Start of Information shown

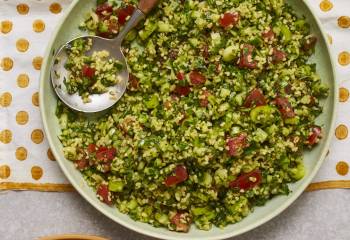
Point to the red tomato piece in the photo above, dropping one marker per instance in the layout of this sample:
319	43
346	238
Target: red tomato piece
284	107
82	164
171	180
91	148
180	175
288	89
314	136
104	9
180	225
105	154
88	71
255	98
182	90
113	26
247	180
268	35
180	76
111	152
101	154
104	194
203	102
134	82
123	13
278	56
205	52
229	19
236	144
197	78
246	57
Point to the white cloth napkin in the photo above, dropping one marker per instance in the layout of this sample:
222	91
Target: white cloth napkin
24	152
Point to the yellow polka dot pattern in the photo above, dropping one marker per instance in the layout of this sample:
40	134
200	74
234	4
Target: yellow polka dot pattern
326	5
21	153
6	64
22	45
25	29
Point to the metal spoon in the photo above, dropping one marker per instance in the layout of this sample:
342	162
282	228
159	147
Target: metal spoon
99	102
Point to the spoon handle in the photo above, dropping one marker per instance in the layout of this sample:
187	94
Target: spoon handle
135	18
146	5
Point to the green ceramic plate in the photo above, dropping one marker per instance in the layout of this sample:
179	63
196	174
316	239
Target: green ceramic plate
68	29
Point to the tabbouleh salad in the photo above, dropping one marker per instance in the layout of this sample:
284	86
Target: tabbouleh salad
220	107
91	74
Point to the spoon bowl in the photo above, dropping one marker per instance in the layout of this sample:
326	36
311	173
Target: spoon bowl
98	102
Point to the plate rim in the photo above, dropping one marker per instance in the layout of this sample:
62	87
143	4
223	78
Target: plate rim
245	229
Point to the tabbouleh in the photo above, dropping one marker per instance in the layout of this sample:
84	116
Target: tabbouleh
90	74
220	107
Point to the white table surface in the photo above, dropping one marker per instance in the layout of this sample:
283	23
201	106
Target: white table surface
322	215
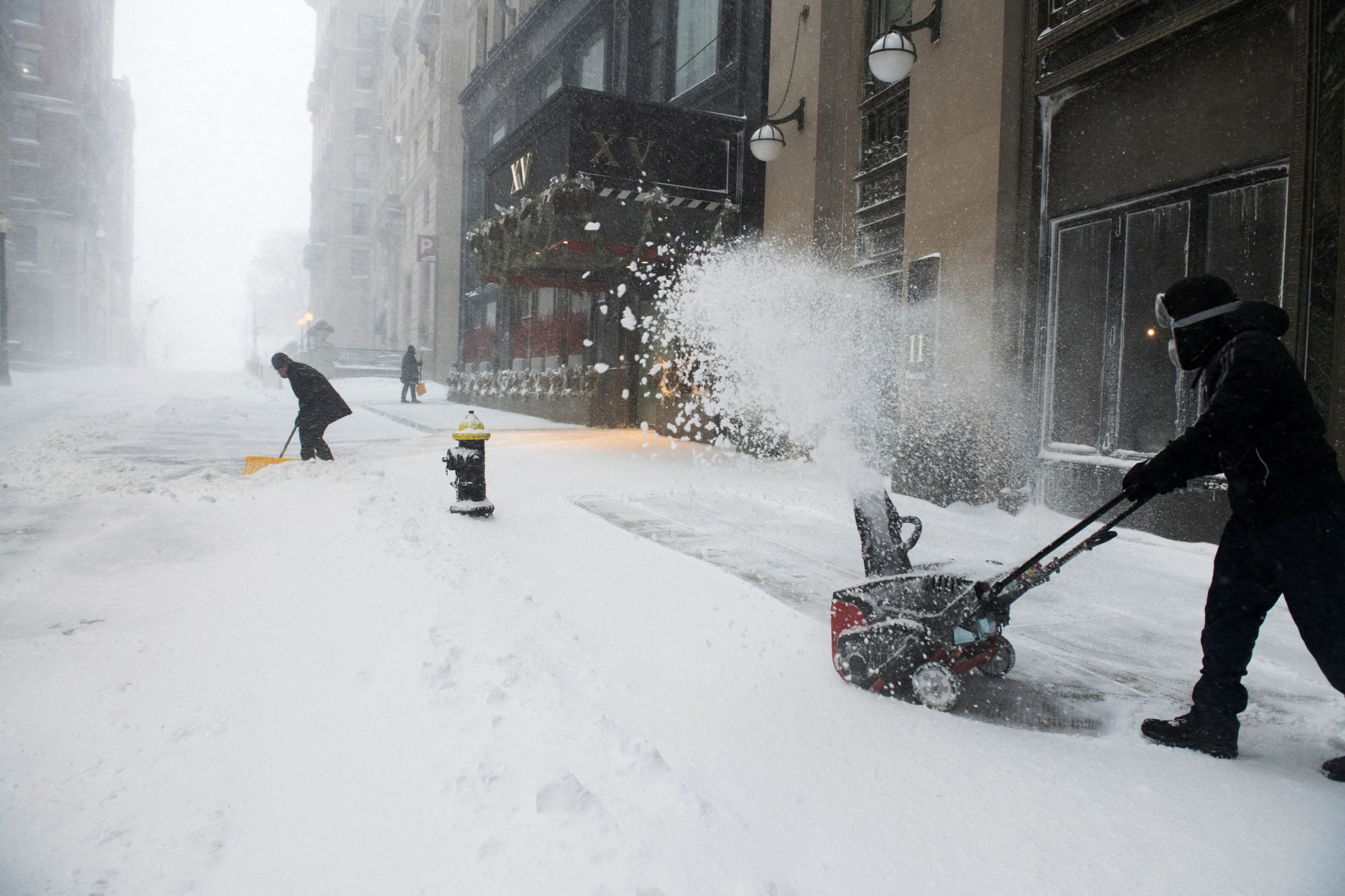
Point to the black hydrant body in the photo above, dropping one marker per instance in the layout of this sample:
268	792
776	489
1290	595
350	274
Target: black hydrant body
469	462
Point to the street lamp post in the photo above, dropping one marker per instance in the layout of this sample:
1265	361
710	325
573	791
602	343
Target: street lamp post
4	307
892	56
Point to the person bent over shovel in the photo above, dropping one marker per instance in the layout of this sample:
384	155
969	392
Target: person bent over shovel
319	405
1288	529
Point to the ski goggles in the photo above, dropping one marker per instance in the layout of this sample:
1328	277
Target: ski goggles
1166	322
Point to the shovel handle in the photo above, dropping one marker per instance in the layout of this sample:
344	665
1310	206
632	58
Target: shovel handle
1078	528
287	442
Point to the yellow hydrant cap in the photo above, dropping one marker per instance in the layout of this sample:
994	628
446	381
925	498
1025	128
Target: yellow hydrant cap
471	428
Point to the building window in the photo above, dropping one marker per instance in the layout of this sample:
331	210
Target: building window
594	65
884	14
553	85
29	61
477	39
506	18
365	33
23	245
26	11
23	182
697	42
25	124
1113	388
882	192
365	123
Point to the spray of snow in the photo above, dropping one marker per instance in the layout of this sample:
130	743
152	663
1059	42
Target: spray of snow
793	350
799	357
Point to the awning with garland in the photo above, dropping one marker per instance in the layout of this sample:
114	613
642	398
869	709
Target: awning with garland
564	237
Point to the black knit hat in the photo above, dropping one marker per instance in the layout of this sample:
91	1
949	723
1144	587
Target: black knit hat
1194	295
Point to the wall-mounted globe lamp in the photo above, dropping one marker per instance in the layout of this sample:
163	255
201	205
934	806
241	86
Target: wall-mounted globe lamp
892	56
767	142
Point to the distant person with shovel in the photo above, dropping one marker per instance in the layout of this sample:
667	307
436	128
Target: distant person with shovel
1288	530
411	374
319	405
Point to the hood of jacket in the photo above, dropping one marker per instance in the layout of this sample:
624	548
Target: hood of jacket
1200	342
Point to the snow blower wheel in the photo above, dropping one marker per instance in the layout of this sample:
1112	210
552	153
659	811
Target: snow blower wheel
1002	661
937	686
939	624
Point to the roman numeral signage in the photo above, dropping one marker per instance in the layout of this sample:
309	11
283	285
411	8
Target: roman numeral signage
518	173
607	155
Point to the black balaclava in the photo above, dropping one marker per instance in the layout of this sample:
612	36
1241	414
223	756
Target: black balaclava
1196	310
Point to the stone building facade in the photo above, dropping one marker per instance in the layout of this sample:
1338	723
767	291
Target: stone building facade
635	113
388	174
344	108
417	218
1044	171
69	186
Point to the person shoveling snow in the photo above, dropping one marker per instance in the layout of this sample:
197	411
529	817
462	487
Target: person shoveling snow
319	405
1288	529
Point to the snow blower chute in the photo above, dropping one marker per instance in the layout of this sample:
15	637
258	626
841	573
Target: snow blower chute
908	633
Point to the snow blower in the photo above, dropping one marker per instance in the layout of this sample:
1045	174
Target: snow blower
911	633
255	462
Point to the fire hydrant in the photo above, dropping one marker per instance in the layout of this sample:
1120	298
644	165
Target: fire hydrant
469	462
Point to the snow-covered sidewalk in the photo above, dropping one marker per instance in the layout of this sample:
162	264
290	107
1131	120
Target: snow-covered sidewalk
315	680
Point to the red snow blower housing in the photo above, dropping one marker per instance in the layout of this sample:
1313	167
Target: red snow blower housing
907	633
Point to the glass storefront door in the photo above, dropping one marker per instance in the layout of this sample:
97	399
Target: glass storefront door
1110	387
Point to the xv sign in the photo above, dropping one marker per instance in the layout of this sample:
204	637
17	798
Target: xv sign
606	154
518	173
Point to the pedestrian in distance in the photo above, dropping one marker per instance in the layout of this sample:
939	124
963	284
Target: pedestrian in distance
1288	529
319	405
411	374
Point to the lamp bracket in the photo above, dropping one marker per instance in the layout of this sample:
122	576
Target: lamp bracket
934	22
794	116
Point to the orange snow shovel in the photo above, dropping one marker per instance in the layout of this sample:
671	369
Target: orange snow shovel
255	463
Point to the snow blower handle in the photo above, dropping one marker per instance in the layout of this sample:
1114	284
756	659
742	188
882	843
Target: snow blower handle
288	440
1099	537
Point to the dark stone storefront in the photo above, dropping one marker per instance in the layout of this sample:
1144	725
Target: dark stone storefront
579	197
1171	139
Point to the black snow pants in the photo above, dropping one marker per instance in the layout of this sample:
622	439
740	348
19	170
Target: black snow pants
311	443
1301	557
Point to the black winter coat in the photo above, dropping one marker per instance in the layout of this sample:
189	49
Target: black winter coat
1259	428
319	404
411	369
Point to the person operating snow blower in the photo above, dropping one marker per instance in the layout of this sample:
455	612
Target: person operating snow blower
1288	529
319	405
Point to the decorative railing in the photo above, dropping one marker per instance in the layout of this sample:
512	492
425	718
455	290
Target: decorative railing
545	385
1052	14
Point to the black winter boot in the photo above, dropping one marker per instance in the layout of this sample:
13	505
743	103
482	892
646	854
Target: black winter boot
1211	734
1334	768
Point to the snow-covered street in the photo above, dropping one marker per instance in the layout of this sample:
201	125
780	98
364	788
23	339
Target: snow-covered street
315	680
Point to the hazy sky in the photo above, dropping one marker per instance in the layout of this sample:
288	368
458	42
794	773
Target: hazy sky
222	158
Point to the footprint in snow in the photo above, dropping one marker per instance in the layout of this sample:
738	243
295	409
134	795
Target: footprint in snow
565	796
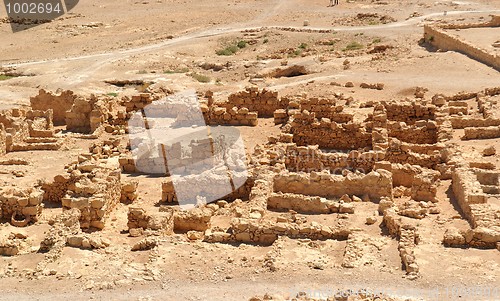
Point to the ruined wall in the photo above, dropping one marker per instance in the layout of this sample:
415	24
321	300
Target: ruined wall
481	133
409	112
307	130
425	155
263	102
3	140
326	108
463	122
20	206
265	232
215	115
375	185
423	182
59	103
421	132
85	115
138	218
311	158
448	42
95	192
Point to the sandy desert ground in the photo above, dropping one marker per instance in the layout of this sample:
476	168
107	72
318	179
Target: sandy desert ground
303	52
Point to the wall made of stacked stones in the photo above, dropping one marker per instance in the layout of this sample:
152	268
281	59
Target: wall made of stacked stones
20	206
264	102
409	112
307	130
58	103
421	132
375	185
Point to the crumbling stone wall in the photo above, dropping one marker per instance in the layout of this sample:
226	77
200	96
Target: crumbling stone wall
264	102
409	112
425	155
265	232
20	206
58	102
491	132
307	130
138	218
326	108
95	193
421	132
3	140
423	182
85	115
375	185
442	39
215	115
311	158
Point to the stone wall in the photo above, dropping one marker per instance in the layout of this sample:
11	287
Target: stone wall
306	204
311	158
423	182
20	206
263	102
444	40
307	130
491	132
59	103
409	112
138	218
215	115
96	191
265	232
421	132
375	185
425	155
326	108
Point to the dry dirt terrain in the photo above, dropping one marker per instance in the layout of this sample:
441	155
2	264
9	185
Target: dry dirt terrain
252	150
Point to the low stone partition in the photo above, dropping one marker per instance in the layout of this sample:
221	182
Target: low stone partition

End of Information shown

__Exercise__. Switch "partition" to "barrier" in the listing, from the line containing "Point to the low" through the end of the listing. Write out only those lines, with everything else left unchanged.

__Solved exercise__.
Point to the low stone barrier in the photo above, dropping one marker per instance in the layout of this sample:
221	182
Target: low stone barrier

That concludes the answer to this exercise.